### Passage provided
* * * * *

As elective surgeries return, patients remain wary, slow to return

Reporter: Veronica Marshall
Published: Updated:

When the COVID-19 pandemic forced the suspension of elective surgeries, it left patients with certain medical conditions in a lurch and unable to get the surgeries they needed.

But now, as the state reopens, those surgeries are being scheduled again health care leaders say they’re following new procedures to keep everyone safe.

From knee and hip replacements to cardiovascular surgery and colonoscopies –Gulf Coast Medical Center emergency department doctor Larry Hobbs says, for some, elective surgeries are anything but, “If you’ve developed cancer and the best treatment is to remove the cancer, that’s considered elective surgery.”

And now that they’re back, R.D. Williams is the CEO of Hendry Regional Medical Center and says you can expect a lot of changes.

“About half of our capacity now is dedicated to negative pressure rooms where isolation cases are housed. And so any air that circulates in that space is directly exhausted from the facility, it is not intermixed with the heating and air conditioning for the rest of the facility,” Williams explained.

* * * * *

### Free-text descriptions of objects
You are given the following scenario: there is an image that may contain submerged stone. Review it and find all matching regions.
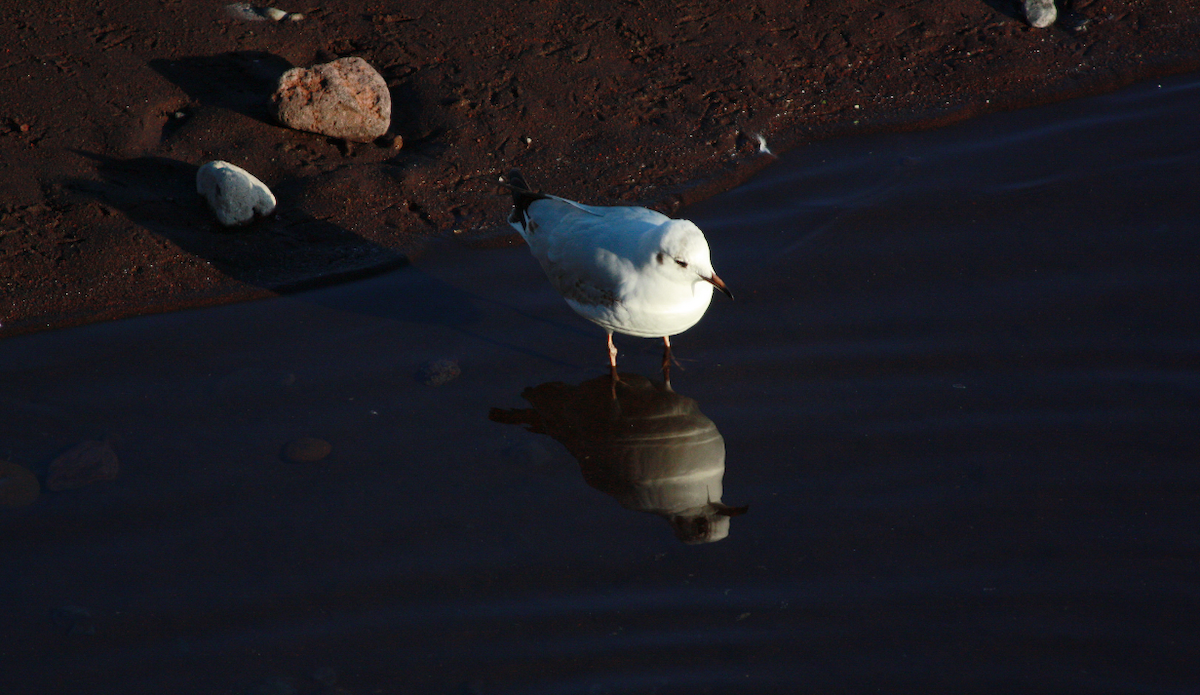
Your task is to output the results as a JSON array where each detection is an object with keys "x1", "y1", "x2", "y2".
[
  {"x1": 283, "y1": 437, "x2": 334, "y2": 463},
  {"x1": 0, "y1": 461, "x2": 42, "y2": 508},
  {"x1": 46, "y1": 439, "x2": 120, "y2": 492}
]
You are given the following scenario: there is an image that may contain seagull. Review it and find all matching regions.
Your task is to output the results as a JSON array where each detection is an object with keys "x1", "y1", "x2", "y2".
[{"x1": 500, "y1": 169, "x2": 733, "y2": 388}]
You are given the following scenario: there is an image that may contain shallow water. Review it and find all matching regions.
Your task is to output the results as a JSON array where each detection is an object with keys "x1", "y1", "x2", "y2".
[{"x1": 7, "y1": 76, "x2": 1200, "y2": 694}]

* * * * *

### Your instructions
Pick up the news story about elective surgeries resuming after the last sentence shown and continue it.

### Expected answer
He added, “One of the more significant things is you have to be able to procure your own protective equipment on your own – you can’t rely on the emergency operations centers in each county to supply you with PPE for your employees.”

Patients at Hendry Regional will also be tested for the coronavirus before their surgeries, at their own cost.

In many cases, insurance will cover the expense, but you need to ask in advance.

Williams said they’re also working to have the ability to perform rapid tests in-house at the medical center.

Experts say they hope the benefits of resuming elective surgeries don’t end there.

At Hendry Regional, Williams says, they have seen a “tremendous reduction in volume in our emergency department.”

Dr. Hobbs has a warning though; “… People are hurting themselves by staying home and waiting it out…”

They hope more patients will start feeling comfortable coming back to the ER to get help as soon as they need it.

Lee Health tells us since it resumed elective surgeries last week, doctors have done about 165 surgeries a day.

The health care system says it’s up to the surgeon if they want to order a COVID-19 test for their patient.

That cost is then passed on to the patient’s insurance.